§ **PROMPT A**: Set down the passage of the article on "Don't You Want Me" from "Musicians Jo Callis" to "of the album.", keeping every word as it appears.
§ **PROMPT B**: In the article on "Don't You Want Me," who was the producer appointed by Virgin Records?
§ **PROMPT C**: Decide whether each statement agrees with the article on "Don't You Want Me." Answer yes or no, and quote the deciding words. (i) The song came out as the fourth single from Dare. (ii) Joanne Catherall was asked to take the female role in the duet. (iii) Oakey expected the remixed version to be the strongest track on Dare.

§ **ARTICLE**:

"Don't You Want Me" is a song by British synth-pop group the Human League (credited on the cover as The Human League 100). It was released on 27 November 1981 as the fourth single from their third studio album, Dare (1981). The band's best known and most commercially successful song, it was the biggest selling UK single of 1981, that year's Christmas number one, and has since sold over 1,560,000 copies in the UK, making it the 23rd-most successful single in UK Singles Chart history. It topped the Billboard Hot 100 in the US on 3 July 1982, where it stayed for three weeks.

In November 1983, Rolling Stone named it the "breakthrough song" of the Second British Invasion of the US. In 2015, the song was voted by the British public as the nation's seventh-favourite 1980s number one in a poll for ITV. And in 2022, Rolling Stone ranked it one of the 200 Greatest Dance Songs of All Time.

Background

The lyrics were inspired after lead singer Philip Oakey read a photo-story in a teen-girl's magazine. Though the song had been conceived and recorded in the studio as a male solo, Oakey was inspired by the film A Star Is Born and decided to turn the song into a conflicting duet with one of the band's two teenage female vocalists. Susan Ann Sulley was then asked to take on the role. Until then, she and the other female vocalist, Joanne Catherall, had only been assigned backing vocals; Sulley says she was chosen only through "luck of the draw". 

Musicians Jo Callis and Philip Adrian Wright created a synthesizer score to accompany the lyrics that was much harsher than the version that was actually released.  Initial versions of the song were recorded but Virgin Records-appointed producer Martin Rushent was unhappy with them. He and Callis remixed the track, giving it a softer, and in Oakey's opinion, "poppy" sound. Oakey hated the new version and thought it would be the weakest track on Dare, resulting in one of his infamous rows with Rushent. Oakey disliked it so much that it was relegated to the last track on side two of the album.

§ **DATA PROVIDED**:
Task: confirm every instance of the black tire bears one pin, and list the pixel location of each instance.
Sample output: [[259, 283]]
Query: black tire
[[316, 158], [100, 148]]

§ **TASK ANSWER A**:
Musicians Jo Callis and Philip Adrian Wright created a synthesizer score to accompany the lyrics that was much harsher than the version that was actually released.  Initial versions of the song were recorded but Virgin Records-appointed producer Martin Rushent was unhappy with them. He and Callis remixed the track, giving it a softer, and in Oakey's opinion, "poppy" sound. Oakey hated the new version and thought it would be the weakest track on Dare, resulting in one of his infamous rows with Rushent. Oakey disliked it so much that it was relegated to the last track on side two of the album.

§ **TASK ANSWER B**: Martin Rushent

§ **TASK ANSWER C**:
(i) Yes: "It was released on 27 November 1981 as the fourth single from their third studio album, Dare (1981)."
(ii) No: "Susan Ann Sulley was then asked to take on the role."
(iii) No: "Oakey hated the new version and thought it would be the weakest track on Dare"